• _Document segment_

»»

Scope - Decades ago I was taught that 5:1 was the ideal scope but everything I’ve read in this century says 7:1. Our rule of thumb is if you’ve got it, flaunt it. We put out everything we have whenever possible. There are some very well protected small anchorages where there is not room for more than 3:1 but if the protection is good enough, it does not concern us. If there is room to put out 120' in 6' of water ..... out it goes.

Setting Multiple Hooks - We have never dragged anchor with only one hook out. In thousands of cruising hours we have dragged twice, once with two anchors in a strong tidal river current and once in a high gale with three anchors out. Never again, I’d rather sit up all night with my hand on the throttle than try to get out of a tight anchorage dragging three hooks with me.

Setting more than one hook is
to be avoided whenever possible. We have set two anchors in tandem with the long rode freely running through a caribiner on the near anchor (sketch - below right). The near anchor acts like a huge kellet with biting power of its own and worked well for us in an open anchorage high gale ( it stuck but I still didn't sleep). This method does take some forethought to launch, set and retrieve so we only use it when we are really worried.

We have occasionally set bow and stern anchors but only in narrow Georgia creeks where there is no room to swing. We have been in creeks so narrow we put bow and stern anchors ashore. This arrangement has never caused us any problems but I certainly wouldn’t try it in more open spaces.

Use of the "Bahamian Moor" is to be avoided if at all possible. The only place we use this arrangement is
Beaufort, NC where we are forced to use it because everyone else does. If you have to anchor in this style, run out your chain rode first otherwise you may catch your rope rode as you maneuver to get your second anchor down. With two hooks down the rodes get cork screwed with every tidal current change. Trying to unravel this mess is why my little finger looks like a pretzel.


In tandem - Two anchors off the bow with a caribiner
from the near anchor on
to the primary rode.


The Bahamian Moor can leave you hopelessly tangled
after a few tidal 360's

The Anchor Float - Notice the current streaming by our anchor float which is lying off our stern. With the weight of the chain our anchor float is often under or behind us depending on wind and current. Some cruisers strenuouly object to the use of floats but I need to know where my anchor is all the time. I also need to know where everyone else’s is. With a float, determining your relative position is easier and helps you envision your swing circle. We have seen collisions where one boat ran over a rode pulling both boats together …. wouldn't have happened if a float had been in place.

On several occasions I have seen the tangled mess when one hook was dropped on top of another making two helplessly drifting boats. We use a milk jug and very light twin in case (it's never happened) it gets tangled in our propeller no damage would be done..

Imagine this scenario then decide if you want a float or not. A boat pulls in the anchorage and asks "How much rode do you have out ?" We respond " 120' in 7' of water" . So he anchors 100' aft. As the wind comes up we fall back 150' and collide. Think this can't happen ? Take alook at the photo at right that shows our float astern of the boat.

««

• _Material provided_
»»

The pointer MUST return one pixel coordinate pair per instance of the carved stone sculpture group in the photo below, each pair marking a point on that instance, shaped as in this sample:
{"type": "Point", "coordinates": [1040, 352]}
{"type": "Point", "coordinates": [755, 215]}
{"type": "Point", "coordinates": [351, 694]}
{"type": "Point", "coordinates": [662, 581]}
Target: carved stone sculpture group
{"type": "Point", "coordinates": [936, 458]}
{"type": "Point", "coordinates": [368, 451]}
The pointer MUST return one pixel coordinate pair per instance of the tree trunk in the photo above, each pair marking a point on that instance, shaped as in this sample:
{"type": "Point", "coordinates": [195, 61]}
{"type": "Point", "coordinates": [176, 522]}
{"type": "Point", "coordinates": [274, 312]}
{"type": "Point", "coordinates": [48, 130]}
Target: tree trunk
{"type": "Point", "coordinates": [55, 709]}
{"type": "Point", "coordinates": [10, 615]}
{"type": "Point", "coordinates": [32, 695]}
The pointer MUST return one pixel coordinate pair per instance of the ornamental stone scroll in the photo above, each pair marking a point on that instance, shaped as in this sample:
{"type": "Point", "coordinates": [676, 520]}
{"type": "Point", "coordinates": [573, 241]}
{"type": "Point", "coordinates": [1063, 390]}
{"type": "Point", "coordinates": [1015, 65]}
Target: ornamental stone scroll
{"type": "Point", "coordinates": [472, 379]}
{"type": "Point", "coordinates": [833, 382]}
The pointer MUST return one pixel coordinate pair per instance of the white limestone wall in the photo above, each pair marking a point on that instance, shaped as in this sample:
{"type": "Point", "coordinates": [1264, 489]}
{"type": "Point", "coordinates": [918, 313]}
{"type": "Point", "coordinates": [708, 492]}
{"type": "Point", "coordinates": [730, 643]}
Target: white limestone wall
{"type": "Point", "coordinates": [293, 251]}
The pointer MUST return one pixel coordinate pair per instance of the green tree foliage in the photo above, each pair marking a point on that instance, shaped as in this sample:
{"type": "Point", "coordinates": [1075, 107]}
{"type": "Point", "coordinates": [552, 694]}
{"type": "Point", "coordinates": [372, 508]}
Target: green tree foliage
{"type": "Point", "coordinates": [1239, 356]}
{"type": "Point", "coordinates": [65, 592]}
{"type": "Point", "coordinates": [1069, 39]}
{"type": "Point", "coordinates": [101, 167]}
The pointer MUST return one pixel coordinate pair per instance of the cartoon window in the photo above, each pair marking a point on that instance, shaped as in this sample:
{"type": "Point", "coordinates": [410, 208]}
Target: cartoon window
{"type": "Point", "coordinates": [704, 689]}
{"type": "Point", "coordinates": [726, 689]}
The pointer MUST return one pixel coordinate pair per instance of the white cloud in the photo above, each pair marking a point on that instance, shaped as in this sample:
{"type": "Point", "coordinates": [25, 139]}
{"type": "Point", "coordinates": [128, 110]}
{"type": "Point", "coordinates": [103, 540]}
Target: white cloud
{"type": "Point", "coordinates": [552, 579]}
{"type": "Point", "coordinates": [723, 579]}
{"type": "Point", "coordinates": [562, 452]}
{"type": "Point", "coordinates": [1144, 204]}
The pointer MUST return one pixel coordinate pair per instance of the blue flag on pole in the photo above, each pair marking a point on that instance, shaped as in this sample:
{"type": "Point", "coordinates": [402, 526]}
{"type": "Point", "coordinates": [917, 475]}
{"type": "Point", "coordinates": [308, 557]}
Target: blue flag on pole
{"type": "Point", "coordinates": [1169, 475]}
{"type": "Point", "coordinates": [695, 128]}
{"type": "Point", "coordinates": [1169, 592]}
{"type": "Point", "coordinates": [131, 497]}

««

• _Exercise instructions_
1. In the anchoring notes, why should the chain rode go out first when anchoring in a Bahamian Moor?
2. Answer these from the anchoring notes:
(a) How many times have the writers dragged anchor in thousands of cruising hours?
(b) Where have they set bow and stern anchors?
(c) Where do they use the Bahamian Moor?
3. From the anchoring notes, pull out the passage from "Scope - Decades" to "out it goes.", word for word.

• _The solutions_
1. Running out the chain rode first keeps you from catching your rope rode while you maneuver to get the second anchor down.

2.
(a) Twice: once with two anchors out and once with three.
(b) In narrow Georgia creeks with no room to swing.
(c) In Beaufort, NC.

3.
Scope - Decades ago I was taught that 5:1 was the ideal scope but everything I’ve read in this century says 7:1. Our rule of thumb is if you’ve got it, flaunt it. We put out everything we have whenever possible. There are some very well protected small anchorages where there is not room for more than 3:1 but if the protection is good enough, it does not concern us. If there is room to put out 120' in 6' of water ..... out it goes.